▸ TASK:
Copy out the records that appear below, exactly as each one reads.

§ §

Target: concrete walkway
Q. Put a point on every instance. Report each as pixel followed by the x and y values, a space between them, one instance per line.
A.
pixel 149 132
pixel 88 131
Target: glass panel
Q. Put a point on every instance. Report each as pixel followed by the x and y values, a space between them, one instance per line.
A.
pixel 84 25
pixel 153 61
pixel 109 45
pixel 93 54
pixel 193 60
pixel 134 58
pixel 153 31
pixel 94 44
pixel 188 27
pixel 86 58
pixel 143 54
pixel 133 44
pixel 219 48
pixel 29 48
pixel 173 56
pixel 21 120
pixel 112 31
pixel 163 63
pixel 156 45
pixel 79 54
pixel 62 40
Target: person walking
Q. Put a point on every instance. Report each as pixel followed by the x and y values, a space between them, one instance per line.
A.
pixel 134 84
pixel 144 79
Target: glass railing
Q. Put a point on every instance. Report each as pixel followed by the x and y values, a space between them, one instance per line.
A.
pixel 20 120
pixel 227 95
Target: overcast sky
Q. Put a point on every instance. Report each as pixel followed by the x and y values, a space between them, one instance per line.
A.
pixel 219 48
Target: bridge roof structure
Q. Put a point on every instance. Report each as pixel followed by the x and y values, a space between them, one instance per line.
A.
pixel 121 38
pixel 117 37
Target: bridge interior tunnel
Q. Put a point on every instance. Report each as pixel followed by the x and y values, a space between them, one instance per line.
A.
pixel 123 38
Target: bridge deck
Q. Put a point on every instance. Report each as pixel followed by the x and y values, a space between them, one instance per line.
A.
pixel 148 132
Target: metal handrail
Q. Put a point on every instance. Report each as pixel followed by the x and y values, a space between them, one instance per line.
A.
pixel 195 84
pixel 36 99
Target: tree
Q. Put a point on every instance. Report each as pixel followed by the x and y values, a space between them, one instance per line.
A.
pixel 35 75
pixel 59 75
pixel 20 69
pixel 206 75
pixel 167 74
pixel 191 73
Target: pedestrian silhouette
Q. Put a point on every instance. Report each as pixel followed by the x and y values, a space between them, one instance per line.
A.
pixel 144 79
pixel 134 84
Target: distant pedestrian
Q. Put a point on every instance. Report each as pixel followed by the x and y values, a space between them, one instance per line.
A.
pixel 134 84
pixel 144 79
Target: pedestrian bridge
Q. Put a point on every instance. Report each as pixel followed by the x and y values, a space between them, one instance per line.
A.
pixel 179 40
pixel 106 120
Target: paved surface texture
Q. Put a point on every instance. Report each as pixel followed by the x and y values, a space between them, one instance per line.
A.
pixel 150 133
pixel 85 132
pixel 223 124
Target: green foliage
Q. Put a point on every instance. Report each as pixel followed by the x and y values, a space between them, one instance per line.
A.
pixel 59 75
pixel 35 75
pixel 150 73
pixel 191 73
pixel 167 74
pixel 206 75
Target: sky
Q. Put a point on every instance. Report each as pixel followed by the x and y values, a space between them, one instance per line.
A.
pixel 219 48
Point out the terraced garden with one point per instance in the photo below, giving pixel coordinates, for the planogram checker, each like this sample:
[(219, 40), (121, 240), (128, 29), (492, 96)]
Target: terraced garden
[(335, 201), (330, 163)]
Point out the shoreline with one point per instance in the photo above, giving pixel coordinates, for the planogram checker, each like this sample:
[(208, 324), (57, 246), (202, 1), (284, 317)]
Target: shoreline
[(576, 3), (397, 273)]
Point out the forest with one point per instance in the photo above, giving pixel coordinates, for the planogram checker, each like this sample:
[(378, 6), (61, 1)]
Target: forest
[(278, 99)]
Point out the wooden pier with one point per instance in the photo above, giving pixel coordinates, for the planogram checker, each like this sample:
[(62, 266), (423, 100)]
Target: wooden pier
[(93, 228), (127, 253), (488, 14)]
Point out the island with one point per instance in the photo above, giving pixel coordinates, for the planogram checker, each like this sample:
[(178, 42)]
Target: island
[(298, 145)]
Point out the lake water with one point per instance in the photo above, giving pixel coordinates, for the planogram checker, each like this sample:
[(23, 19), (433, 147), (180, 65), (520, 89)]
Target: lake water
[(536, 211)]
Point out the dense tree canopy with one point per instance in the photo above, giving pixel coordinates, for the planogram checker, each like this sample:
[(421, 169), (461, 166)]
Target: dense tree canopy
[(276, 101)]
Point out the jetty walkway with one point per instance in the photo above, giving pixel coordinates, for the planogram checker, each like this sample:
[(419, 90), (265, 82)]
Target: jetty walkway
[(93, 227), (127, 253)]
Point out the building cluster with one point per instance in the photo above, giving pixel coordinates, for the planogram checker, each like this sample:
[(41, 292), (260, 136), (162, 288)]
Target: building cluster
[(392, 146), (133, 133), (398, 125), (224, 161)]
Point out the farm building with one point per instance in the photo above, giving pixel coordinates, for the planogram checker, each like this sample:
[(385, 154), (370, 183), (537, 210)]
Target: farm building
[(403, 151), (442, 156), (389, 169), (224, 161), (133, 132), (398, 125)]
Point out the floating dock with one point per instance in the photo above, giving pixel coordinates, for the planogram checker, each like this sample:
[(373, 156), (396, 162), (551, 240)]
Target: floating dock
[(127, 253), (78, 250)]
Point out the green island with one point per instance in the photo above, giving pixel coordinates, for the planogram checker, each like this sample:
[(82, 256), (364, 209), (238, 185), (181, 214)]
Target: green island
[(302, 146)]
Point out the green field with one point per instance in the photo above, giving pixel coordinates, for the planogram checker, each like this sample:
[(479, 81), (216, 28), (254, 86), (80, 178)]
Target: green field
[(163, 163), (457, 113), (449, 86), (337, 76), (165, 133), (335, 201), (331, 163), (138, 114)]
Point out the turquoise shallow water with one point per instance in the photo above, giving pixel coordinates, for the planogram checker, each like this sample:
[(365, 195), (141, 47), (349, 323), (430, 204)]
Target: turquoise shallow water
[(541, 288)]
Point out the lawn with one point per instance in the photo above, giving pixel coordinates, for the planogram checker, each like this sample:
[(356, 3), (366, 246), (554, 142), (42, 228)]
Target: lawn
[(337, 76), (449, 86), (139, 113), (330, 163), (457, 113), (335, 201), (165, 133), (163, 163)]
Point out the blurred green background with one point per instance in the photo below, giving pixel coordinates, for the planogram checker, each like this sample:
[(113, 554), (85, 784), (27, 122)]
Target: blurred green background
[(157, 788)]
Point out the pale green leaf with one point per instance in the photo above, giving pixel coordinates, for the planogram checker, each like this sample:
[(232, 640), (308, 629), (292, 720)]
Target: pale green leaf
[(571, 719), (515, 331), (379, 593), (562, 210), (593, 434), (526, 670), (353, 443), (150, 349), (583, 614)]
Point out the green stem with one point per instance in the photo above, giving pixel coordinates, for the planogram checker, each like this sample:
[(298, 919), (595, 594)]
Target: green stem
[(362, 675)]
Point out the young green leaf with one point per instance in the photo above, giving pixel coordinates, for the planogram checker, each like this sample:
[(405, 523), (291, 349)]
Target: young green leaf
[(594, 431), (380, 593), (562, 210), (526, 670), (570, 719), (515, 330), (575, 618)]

§ §

▸ RESPONSE TO THE EXERCISE:
Target: concrete walkway
Q. Put a point on every instance. Report each as pixel followed by the x and y values, a space between them, one instance per line.
A.
pixel 149 132
pixel 88 131
Target: glass panel
Q. Put a point on every instance. Report each as pixel followed by the x and y values, a space between them, one instance per line.
A.
pixel 84 25
pixel 153 61
pixel 109 45
pixel 93 54
pixel 193 60
pixel 134 58
pixel 153 31
pixel 94 44
pixel 188 27
pixel 86 58
pixel 143 54
pixel 133 44
pixel 219 48
pixel 29 48
pixel 173 56
pixel 21 120
pixel 112 31
pixel 163 63
pixel 156 45
pixel 79 54
pixel 62 40
Target: person walking
Q. Put a point on every instance. Report each as pixel followed by the x and y values, a space between them, one instance per line.
A.
pixel 134 84
pixel 144 79
Target: glass railing
Q. Put a point on every instance. Report each as pixel followed by the x and y values, a space between them, one instance per line.
A.
pixel 20 120
pixel 227 95
Target: overcast sky
Q. Put a point on every instance. Report each as pixel followed by the x and y values, a space between them, one instance per line.
A.
pixel 219 48
Target: bridge roof structure
Q. Put a point on every instance. Report each as pixel followed by the x and y values, a space between them, one instance per line.
A.
pixel 121 38
pixel 117 37
Target: bridge interior tunnel
Q. Put a point on every instance. Report each as pixel followed by the x and y values, a space between them, one instance per line.
A.
pixel 123 38
Target: bridge deck
Q. Put a point on every instance. Report each as pixel followed by the x and y values, a space between them, one instance per line.
A.
pixel 148 132
Target: metal handrail
Q. Put a point on every instance. Report each as pixel followed by the x and y values, a space between them, one instance per line.
A.
pixel 195 84
pixel 36 99
Target: tree
Q. Put a point on every instance. Report each as pixel followed by the x and y values, a space between them, one instance per line.
A.
pixel 35 75
pixel 59 75
pixel 20 69
pixel 206 75
pixel 167 74
pixel 191 73
Target: pedestrian silhouette
Q. Put a point on every instance. Report each as pixel followed by the x and y values, a space between them, one instance per line.
A.
pixel 144 79
pixel 134 84
Target: distant pedestrian
Q. Put a point on every instance. Report each as pixel followed by the x and y values, a space between them, one instance per line.
A.
pixel 134 84
pixel 144 79
Target: pedestrian bridge
Q. Put a point on every instance. Report each as pixel followed by the x and y values, a space between them, one instance per line.
A.
pixel 179 40
pixel 106 120
Target: paved surface texture
Q. Put a point on every instance. Report each as pixel followed by the x and y values, a space between them, one instance per line.
A.
pixel 150 133
pixel 85 132
pixel 223 124
Target: green foliage
Q. Put a point on every instance. Report each as pixel followed by the x and y values, a space between them, one instance per line.
A.
pixel 59 75
pixel 35 75
pixel 150 73
pixel 191 73
pixel 167 74
pixel 206 75
Target: sky
Q. Put a point on every instance. Report each as pixel followed by the x and y values, a space between them, one instance per line.
A.
pixel 219 48
Point out the terraced garden with one point per instance in the photo below, giving pixel coordinates, for the planogram checker, each like this sample:
[(219, 40), (121, 240), (128, 29), (492, 96)]
Target: terraced garden
[(335, 201), (330, 163)]
Point out the shoreline with one point per instance in the photo above, giving pixel coordinates, for the planogram checker, each like this sample:
[(208, 324), (57, 246), (202, 1), (284, 317)]
Target: shoreline
[(576, 3), (397, 273)]
Point out the forest with one point per instance in the photo above, giving pixel coordinates, for the planogram checker, each like this sample:
[(378, 6), (61, 1)]
Target: forest
[(278, 99)]
Point out the wooden pier with one point per instance in the photo above, giving pixel coordinates, for the planogram checker, each like this sample:
[(62, 266), (423, 100)]
Target: wooden pier
[(93, 228), (127, 253), (488, 14)]
Point out the island with one point per instance in the photo above, giving pixel coordinates, for the planogram checker, each like this sample:
[(178, 42)]
Target: island
[(298, 145)]
Point out the lake water with one point per instance in the photo above, giving pixel coordinates, for the planogram checker, each like this sample:
[(23, 19), (433, 147), (180, 65), (520, 89)]
Target: lake water
[(536, 211)]
Point out the dense tree canopy with one point per instance in the photo above, giving pixel coordinates, for the planogram checker, each like this sample:
[(421, 169), (461, 166)]
Target: dense tree canopy
[(276, 101)]
Point out the jetty walkway with one point per instance in the photo above, giving pixel coordinates, for the planogram checker, each like this sample:
[(419, 90), (265, 82)]
Target: jetty walkway
[(93, 227), (127, 253)]
Point out the building cluster with one point per instance in the photo above, giving pixel coordinates, for the planogram checker, each like this sample:
[(41, 292), (260, 136), (162, 288)]
Target: building cluster
[(392, 146), (133, 133), (398, 125), (224, 161)]
Point out the farm building with one point per instance in the photo above, giving pixel coordinates, for the planogram checker, each like this sample:
[(385, 154), (370, 183), (537, 210)]
Target: farm building
[(403, 151), (442, 156), (389, 169), (224, 161), (133, 132), (398, 125)]
Point out the floating dock with one point per instance in the photo above, giving pixel coordinates, for the planogram checker, each like this sample:
[(373, 156), (396, 162), (551, 240)]
Target: floating dock
[(127, 253), (78, 250)]
Point out the green island with one point per instance in the photo above, giving pixel coordinates, for the planogram checker, each like this sample:
[(82, 256), (364, 209), (238, 185), (181, 214)]
Target: green island
[(302, 146)]
Point out the green field with one point per instance in the photo above, giving pixel coordinates, for the planogram checker, each like this sample:
[(479, 81), (216, 28), (254, 86), (80, 178)]
Target: green field
[(163, 163), (457, 113), (449, 86), (337, 76), (165, 133), (335, 201), (331, 163), (138, 114)]
Point out the turquoise shallow water with one point per instance in the photo above, giving pixel coordinates, for the planogram checker, each like this sample:
[(365, 195), (141, 47), (349, 323), (430, 204)]
Target: turquoise shallow water
[(541, 288)]
Point out the lawn with one point per instance in the photo above, giving pixel coordinates, for the planogram checker, each like this sample:
[(356, 3), (366, 246), (554, 142), (42, 228)]
Target: lawn
[(337, 76), (449, 86), (139, 113), (330, 163), (457, 113), (335, 201), (165, 133), (163, 163)]
Point out the blurred green background with one point per instance in the photo below, giving pixel coordinates, for the planogram checker, each like this sample:
[(113, 554), (85, 784), (27, 122)]
Target: blurred green background
[(157, 788)]
Point out the pale green leaf with one point per instance in the photo above, giving pixel coordinates, for the planogram checker, each like this sample:
[(232, 640), (308, 629), (292, 720)]
Target: pale green leaf
[(571, 719), (515, 331), (379, 593), (562, 210), (593, 434), (526, 670), (353, 443), (150, 349), (583, 614)]
Point out the green stem with one point per instance in the photo above, giving pixel coordinates, for the planogram checker, each like this sample:
[(298, 919), (595, 594)]
Target: green stem
[(362, 675)]
Point out the young green leaf with one point per instance in the photo above, giving pixel coordinates, for the planogram checker, each like this sample:
[(405, 523), (291, 349)]
Target: young green leaf
[(594, 431), (380, 593), (562, 210), (526, 670), (570, 719), (515, 330), (575, 618)]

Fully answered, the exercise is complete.